> _Work to do_: Please report how many lines in the listing below contain the string "dark", with case counting, and give only that number.

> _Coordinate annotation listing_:
---

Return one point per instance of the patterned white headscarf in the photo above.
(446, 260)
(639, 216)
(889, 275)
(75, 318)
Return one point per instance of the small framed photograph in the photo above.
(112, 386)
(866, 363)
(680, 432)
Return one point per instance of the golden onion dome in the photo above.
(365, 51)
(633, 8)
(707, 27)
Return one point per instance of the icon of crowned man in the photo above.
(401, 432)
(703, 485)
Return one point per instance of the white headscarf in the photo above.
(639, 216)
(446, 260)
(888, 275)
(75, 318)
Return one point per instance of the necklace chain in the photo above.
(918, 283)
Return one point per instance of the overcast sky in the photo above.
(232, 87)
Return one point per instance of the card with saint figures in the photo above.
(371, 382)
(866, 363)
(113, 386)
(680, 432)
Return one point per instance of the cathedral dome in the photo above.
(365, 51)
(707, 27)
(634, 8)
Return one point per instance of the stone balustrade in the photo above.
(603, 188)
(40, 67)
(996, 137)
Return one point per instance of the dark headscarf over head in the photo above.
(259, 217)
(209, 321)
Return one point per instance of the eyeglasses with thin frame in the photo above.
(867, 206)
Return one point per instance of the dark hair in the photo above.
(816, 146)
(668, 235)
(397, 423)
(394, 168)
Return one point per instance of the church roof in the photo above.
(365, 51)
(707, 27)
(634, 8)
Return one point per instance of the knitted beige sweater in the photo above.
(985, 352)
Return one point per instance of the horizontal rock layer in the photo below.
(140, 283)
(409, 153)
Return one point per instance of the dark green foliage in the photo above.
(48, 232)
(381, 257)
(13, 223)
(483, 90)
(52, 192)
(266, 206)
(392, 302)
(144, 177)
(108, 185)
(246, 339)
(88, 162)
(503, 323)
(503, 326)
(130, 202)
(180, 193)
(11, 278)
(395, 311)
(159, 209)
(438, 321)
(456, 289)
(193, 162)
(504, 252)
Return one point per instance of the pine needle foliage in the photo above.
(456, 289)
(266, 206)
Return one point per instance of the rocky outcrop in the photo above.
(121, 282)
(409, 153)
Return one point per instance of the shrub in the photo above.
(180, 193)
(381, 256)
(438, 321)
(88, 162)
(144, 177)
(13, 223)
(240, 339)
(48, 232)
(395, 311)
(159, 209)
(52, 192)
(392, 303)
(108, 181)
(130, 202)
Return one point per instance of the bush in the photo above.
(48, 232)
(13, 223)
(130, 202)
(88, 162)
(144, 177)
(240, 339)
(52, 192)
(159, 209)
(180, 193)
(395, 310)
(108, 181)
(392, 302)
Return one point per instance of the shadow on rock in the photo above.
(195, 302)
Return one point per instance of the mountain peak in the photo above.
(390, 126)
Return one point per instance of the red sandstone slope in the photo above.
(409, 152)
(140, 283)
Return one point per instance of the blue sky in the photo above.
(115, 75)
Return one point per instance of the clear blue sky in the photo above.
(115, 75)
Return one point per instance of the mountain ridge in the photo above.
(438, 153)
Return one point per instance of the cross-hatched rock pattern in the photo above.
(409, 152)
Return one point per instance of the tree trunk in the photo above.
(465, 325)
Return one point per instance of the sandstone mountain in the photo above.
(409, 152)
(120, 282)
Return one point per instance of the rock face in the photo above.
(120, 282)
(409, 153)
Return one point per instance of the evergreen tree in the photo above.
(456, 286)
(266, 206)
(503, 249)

---

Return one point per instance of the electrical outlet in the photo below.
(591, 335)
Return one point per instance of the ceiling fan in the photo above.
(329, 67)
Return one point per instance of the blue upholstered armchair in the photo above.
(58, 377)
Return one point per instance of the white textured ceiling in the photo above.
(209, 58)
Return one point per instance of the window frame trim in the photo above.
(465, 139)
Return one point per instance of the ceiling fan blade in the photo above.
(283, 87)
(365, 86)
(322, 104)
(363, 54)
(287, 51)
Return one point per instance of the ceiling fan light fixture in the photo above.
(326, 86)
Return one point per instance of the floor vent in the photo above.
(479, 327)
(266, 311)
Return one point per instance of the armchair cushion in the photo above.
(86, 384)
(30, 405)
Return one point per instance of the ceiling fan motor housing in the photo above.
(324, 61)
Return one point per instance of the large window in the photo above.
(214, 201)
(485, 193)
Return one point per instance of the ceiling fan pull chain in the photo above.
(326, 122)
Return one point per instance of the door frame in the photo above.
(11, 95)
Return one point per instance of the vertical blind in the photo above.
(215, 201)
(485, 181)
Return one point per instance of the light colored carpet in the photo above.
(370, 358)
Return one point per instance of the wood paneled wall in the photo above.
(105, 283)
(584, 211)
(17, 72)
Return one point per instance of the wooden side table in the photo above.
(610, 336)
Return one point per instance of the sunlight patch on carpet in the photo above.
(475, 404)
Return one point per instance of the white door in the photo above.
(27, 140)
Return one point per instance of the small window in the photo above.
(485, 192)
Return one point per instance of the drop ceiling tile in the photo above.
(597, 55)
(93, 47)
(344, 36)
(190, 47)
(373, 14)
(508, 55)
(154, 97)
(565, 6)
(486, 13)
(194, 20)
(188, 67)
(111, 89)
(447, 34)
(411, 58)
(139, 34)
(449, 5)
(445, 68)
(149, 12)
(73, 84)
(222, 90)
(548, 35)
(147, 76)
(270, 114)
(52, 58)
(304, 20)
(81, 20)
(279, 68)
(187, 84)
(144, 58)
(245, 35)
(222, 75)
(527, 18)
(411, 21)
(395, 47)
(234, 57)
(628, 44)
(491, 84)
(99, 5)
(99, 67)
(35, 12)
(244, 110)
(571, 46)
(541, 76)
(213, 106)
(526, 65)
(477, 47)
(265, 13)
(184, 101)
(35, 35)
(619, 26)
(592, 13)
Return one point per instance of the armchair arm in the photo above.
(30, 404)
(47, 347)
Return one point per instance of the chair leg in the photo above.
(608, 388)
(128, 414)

---

> _Expected answer_: 3